● ENTRIES SHOWN:
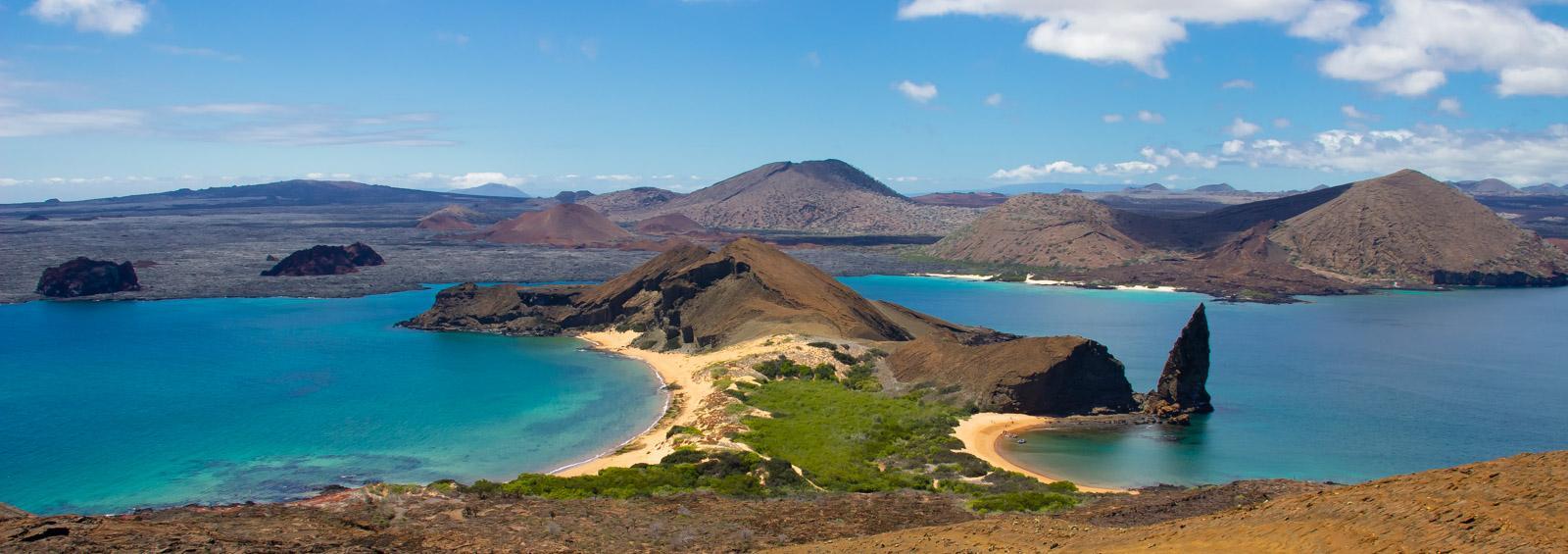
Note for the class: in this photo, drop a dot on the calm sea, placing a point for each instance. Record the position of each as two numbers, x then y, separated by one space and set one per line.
106 407
1341 388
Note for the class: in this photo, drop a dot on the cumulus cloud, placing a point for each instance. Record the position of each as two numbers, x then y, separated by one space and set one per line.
1408 51
1434 149
1137 33
1418 41
1126 169
1243 127
101 16
482 177
1450 106
1026 173
916 91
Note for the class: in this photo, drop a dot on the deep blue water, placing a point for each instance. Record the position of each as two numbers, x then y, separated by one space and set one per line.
1341 388
110 405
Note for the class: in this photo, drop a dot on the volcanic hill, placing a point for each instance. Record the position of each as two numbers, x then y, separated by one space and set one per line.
564 225
690 298
825 196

● WHAT TO DO: Lines from the one containing "on the volcanic" through the final line of the entries above are to be output exactly; omit all others.

● REPLY TO THE EXERCISE:
Note for the class: in this photo, drop a dot on the volcanic hill, placing a point for each instance. Record the position of each as two numbers, x then y, separated by one space and set one per line.
564 225
690 298
825 196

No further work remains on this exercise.